Quote the whole listing exactly. Leave the pictures out of your copy.

Entries from a pointing dataset:
—————

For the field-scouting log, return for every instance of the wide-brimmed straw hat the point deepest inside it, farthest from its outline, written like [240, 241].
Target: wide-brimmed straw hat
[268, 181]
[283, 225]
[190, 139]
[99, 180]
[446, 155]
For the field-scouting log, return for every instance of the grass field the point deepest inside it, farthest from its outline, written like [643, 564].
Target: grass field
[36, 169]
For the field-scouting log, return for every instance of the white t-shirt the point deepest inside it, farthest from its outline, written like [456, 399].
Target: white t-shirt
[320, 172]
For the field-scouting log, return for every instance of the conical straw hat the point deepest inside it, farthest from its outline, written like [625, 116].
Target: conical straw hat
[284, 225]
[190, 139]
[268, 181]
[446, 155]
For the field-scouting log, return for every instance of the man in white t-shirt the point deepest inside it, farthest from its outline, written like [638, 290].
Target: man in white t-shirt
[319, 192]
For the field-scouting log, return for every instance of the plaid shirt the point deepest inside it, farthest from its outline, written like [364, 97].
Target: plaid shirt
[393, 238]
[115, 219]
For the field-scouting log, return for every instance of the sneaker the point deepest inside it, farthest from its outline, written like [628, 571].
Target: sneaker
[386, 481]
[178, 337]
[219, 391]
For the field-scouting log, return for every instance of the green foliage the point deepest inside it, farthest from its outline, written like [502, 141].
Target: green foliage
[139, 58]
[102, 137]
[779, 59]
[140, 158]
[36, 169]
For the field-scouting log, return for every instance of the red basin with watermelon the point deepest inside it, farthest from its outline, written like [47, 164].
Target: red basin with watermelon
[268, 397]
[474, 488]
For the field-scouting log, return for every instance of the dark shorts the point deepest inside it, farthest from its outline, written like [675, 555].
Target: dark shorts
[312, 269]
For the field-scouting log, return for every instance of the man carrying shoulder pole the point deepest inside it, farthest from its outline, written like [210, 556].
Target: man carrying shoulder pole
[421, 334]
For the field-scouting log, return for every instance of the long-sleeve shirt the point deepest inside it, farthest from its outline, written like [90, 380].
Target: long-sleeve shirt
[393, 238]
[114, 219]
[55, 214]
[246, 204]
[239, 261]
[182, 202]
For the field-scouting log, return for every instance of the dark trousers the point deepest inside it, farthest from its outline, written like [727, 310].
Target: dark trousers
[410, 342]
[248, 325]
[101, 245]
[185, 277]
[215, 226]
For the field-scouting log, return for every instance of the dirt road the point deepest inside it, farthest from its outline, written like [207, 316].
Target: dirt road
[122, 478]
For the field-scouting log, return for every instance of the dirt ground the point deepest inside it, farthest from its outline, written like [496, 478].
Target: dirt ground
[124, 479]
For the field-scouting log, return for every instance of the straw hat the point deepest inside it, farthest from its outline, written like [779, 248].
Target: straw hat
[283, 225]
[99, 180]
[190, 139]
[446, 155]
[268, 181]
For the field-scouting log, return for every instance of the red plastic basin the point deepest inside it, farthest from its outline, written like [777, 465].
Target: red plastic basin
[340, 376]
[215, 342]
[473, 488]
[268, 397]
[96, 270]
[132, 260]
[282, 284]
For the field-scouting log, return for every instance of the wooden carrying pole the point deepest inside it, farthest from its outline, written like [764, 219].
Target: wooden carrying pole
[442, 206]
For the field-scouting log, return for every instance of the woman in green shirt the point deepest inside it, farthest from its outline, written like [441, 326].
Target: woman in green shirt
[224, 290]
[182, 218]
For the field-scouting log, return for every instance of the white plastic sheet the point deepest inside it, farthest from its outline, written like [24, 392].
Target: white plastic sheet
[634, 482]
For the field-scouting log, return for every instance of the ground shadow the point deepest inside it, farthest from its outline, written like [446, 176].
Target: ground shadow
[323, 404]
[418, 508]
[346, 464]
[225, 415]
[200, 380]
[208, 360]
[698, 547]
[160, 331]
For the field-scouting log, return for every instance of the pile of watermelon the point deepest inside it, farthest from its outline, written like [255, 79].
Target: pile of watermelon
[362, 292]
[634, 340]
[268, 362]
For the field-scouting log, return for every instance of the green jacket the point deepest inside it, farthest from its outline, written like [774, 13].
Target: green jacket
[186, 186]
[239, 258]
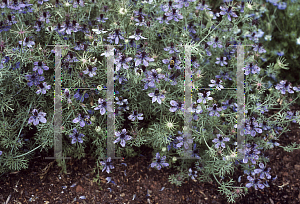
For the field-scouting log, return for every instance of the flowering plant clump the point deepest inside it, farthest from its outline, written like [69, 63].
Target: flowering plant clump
[149, 55]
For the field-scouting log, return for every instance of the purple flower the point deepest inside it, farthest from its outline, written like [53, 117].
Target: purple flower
[191, 174]
[34, 79]
[215, 43]
[174, 15]
[79, 96]
[254, 69]
[163, 19]
[159, 162]
[123, 103]
[76, 136]
[216, 83]
[78, 2]
[37, 117]
[171, 49]
[222, 60]
[27, 43]
[90, 70]
[45, 17]
[228, 11]
[156, 96]
[39, 65]
[42, 1]
[135, 115]
[281, 5]
[203, 97]
[83, 121]
[142, 57]
[43, 88]
[283, 86]
[220, 140]
[137, 35]
[259, 48]
[171, 66]
[107, 165]
[123, 137]
[103, 106]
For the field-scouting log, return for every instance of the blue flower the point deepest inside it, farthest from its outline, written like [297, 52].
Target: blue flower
[156, 96]
[123, 137]
[220, 140]
[191, 174]
[37, 117]
[43, 88]
[40, 66]
[159, 162]
[107, 165]
[135, 115]
[284, 86]
[76, 136]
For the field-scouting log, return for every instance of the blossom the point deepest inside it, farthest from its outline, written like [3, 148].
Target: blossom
[159, 162]
[37, 117]
[156, 96]
[43, 88]
[220, 140]
[90, 70]
[39, 65]
[135, 116]
[123, 137]
[76, 136]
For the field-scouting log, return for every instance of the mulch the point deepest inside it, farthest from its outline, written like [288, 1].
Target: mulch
[145, 185]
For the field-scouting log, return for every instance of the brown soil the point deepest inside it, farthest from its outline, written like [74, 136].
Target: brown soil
[140, 181]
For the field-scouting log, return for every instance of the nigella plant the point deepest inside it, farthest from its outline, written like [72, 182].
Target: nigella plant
[107, 165]
[284, 86]
[79, 96]
[156, 96]
[220, 141]
[171, 49]
[83, 120]
[136, 116]
[42, 88]
[159, 162]
[40, 66]
[216, 83]
[27, 42]
[37, 117]
[123, 137]
[90, 70]
[76, 136]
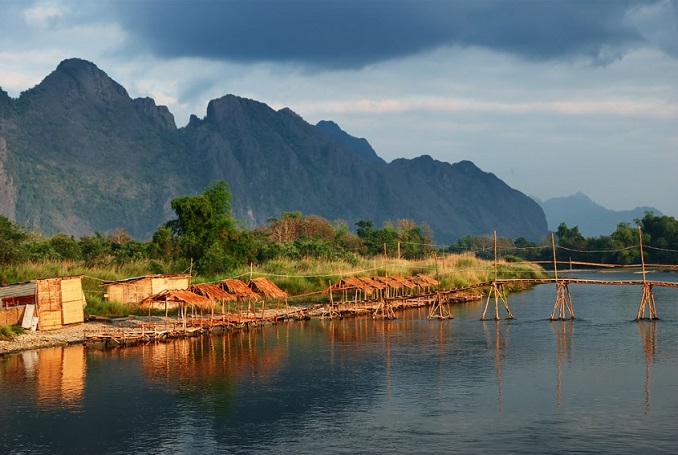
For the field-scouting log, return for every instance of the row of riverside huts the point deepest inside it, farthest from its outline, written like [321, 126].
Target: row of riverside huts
[51, 303]
[47, 304]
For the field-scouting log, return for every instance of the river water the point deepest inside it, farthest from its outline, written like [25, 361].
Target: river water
[602, 383]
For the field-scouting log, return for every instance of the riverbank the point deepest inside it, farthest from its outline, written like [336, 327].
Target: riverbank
[102, 328]
[74, 334]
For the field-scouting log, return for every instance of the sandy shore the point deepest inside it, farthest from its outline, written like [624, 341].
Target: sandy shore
[74, 334]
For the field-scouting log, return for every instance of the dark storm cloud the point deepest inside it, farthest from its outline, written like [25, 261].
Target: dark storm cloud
[353, 33]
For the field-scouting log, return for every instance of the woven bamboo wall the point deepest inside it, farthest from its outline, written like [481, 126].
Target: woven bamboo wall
[49, 304]
[72, 301]
[9, 316]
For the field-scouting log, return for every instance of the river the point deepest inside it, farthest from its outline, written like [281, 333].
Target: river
[602, 383]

—————

◆ Output for this exercise
For the field-scouting log, return for every instance of the wide-brimmed straw hat the point deepest inside it, farthest from its outline, written like [240, 241].
Target: wide-brimmed straw hat
[268, 181]
[283, 225]
[190, 139]
[99, 180]
[446, 155]
For the field-scouting log, return for every instance of the grass field the point deepest inside it, farthest from its outline, written like [643, 564].
Target: grass field
[36, 169]
For the field-scouting log, return for every instance of the white t-shirt the point deepest inside it, farthest from its outline, written like [456, 399].
Target: white t-shirt
[320, 172]
For the field-scouting log, return for every instance of the conical straw hat the point deepest inside it, farthest from its outline, written like [625, 116].
Target: conical straw hat
[284, 225]
[190, 139]
[268, 181]
[446, 155]
For the field-scouting log, return for every instance of the man in white t-shirt the point deepest inside it, farthest from its outline, written like [638, 290].
Target: man in white t-shirt
[319, 192]
For the field-scouting log, return for every instance of the plaid shirt the point deepest inside it, farthest from its outline, written like [364, 97].
Target: plaid shirt
[393, 238]
[115, 219]
For the field-scouting log, return for every instance of the sneaker the point deepest inside it, farthest from its outline, written like [628, 571].
Target: sneaker
[386, 481]
[178, 337]
[219, 391]
For the field-scouting log, return for every instance of the green foliage the point deepest inside it, farthest from its outline, written like [502, 141].
Target: green foliage
[139, 58]
[102, 137]
[779, 59]
[140, 158]
[36, 169]
For the field-scouting log, return for every instance of the red basin with watermelon the point deepest inside it, farthest from its outline, written like [47, 164].
Target: red basin with watermelon
[268, 397]
[474, 488]
For the field-scouting log, return for every instance of the dark shorts the point deepest inside it, farthest from its outline, written like [675, 555].
Target: dark shorts
[312, 269]
For the field-scouting log, return for every instance of the man carrying shoulder pole the point deepest inside it, farthest from its outline, written like [210, 556].
Target: man carrying shoulder pole
[421, 334]
For the field-scouting log, return for every instance of the long-sleeve shirt the point deepest inside it, farthest from its outline, written like [90, 380].
Target: long-sleeve shirt
[393, 238]
[114, 219]
[55, 214]
[246, 204]
[239, 261]
[182, 202]
For the field-scouting log, return for every instance of the dark trousers the point deepest inside it, farthest from its outline, written like [727, 310].
Target: dark trousers
[410, 342]
[248, 325]
[101, 245]
[185, 277]
[215, 226]
For the field-scouting log, return for every instance of the dirt road the point deepest inside it, farthest from its outline, written like [207, 316].
Target: dirt road
[122, 478]
For the field-scouting log, return for every instance of the dirt ground the point deepest inside it, farthest from its outline, written like [496, 478].
Target: dirt ground
[124, 479]
For the field-scouting log, return for every instance of the straw hat the point deepest inside it, farthest from its outline, written like [779, 248].
Target: straw hat
[283, 225]
[99, 180]
[190, 139]
[446, 155]
[268, 181]
For the field-scouting log, return for every instance of the red plastic basin the point deepest inside it, farthest from its outline, written like [777, 465].
Target: red plastic basin
[340, 376]
[215, 342]
[473, 488]
[268, 397]
[96, 270]
[132, 260]
[282, 284]
For the field-scouting log, return for every instance of the wooden carrying pole the point deepest inside it, farthest from its outline, written like [764, 219].
Target: wooden carrying pole
[442, 206]
For the field-scouting log, return for every instance of the woman in green shirt the point deepest inside it, farthest from its outline, written like [441, 326].
Target: woman in green shirt
[224, 290]
[182, 218]
For the field-scouting log, return for every instance of the white plastic sheet the point deepest inside it, farthest from its outline, written like [24, 392].
Target: white plastic sheet
[634, 482]
For the field-scouting log, return for every instance of the ground shadow the point deepest inside it, farthest from its outline, written like [446, 176].
Target: ground shadow
[323, 404]
[418, 508]
[346, 464]
[225, 415]
[200, 380]
[208, 360]
[698, 547]
[160, 331]
For the field-scouting log, return for every instance of the pile of watermelon the point deepest inside it, farthest from its outline, written like [255, 79].
Target: pile of watermelon
[362, 292]
[634, 340]
[268, 362]
For the field-scouting log, return for every instance of the green jacket the point deepest inside it, farthest from its outline, written like [774, 13].
Target: green jacket
[186, 186]
[239, 258]
For the field-scouting log, return for every instance of the flowering plant clump the point deepest inside it, farthest from its outline, written like [69, 63].
Target: flowering plant clump
[149, 55]
For the field-scouting log, return for every instance of the purple flower the point deepest inside it, farthest from its outline, written like [53, 117].
Target: purple flower
[191, 174]
[34, 79]
[215, 43]
[174, 15]
[79, 96]
[254, 69]
[163, 19]
[159, 162]
[123, 103]
[76, 136]
[216, 83]
[78, 2]
[37, 117]
[171, 49]
[222, 60]
[27, 43]
[90, 70]
[45, 17]
[228, 11]
[156, 96]
[39, 65]
[42, 1]
[135, 115]
[281, 5]
[203, 97]
[83, 121]
[142, 57]
[43, 88]
[283, 86]
[220, 140]
[137, 35]
[259, 48]
[171, 66]
[107, 165]
[123, 137]
[103, 106]
For the field-scouting log, return for every instance of the blue flower the point deepest inside it, farthest from its outline, written like [297, 52].
Target: blue flower
[156, 96]
[123, 137]
[220, 140]
[191, 174]
[37, 117]
[43, 88]
[40, 66]
[159, 162]
[107, 165]
[135, 115]
[284, 86]
[76, 136]
For the field-scouting log, return for every instance of the blossom the point deepest inside it, farthest from its outline, written like [3, 148].
Target: blossom
[159, 162]
[37, 117]
[156, 96]
[43, 88]
[220, 140]
[90, 70]
[39, 65]
[135, 116]
[123, 137]
[76, 136]
For the field-scouting log, return for every instance of the mulch the point deepest inside it, farthest from its outline, written like [288, 1].
Target: mulch
[145, 185]
For the field-scouting log, return for every instance of the brown soil the point deepest inside it, farthest from its outline, written like [74, 136].
Target: brown soil
[140, 181]
For the field-scouting log, return for every instance of the nigella plant the point deepest inside it, farthest from its outline, written like [72, 182].
Target: nigella plant
[107, 165]
[284, 86]
[79, 96]
[156, 96]
[220, 141]
[171, 49]
[83, 120]
[136, 116]
[42, 88]
[159, 162]
[40, 66]
[216, 83]
[27, 42]
[37, 117]
[123, 137]
[90, 70]
[76, 136]
For the field-scouting log, return for every instance of the row of riverside huts the point deepest inside it, farthest from its outline, written like [321, 126].
Target: row of riverside huts
[51, 303]
[47, 304]
For the field-scouting log, return for every instance of the river water the point deepest inside it, farthest from its outline, written like [25, 361].
Target: river water
[602, 383]
For the field-scouting log, return for every instance of the riverbank the point deepest inside it, farthest from its outline, written like [336, 327].
Target: riverbank
[102, 328]
[74, 334]
For the field-scouting log, return for every instance of the sandy shore the point deepest inside it, farthest from its outline, written like [624, 341].
Target: sandy shore
[74, 334]
For the field-scouting log, return for every instance of the dark storm cloud the point deepest inside it, farthest from its outline, written like [25, 261].
Target: dark storm cloud
[353, 33]
For the field-scouting log, return for every instance of the woven bamboo wall the point deepest inside it, farthest from its outline, written like [481, 126].
Target: woven bamboo wall
[49, 304]
[72, 301]
[9, 316]
For the field-scouting log, return for every instance of the river the point deepest inside it, farthest from its outline, written like [281, 333].
Target: river
[602, 383]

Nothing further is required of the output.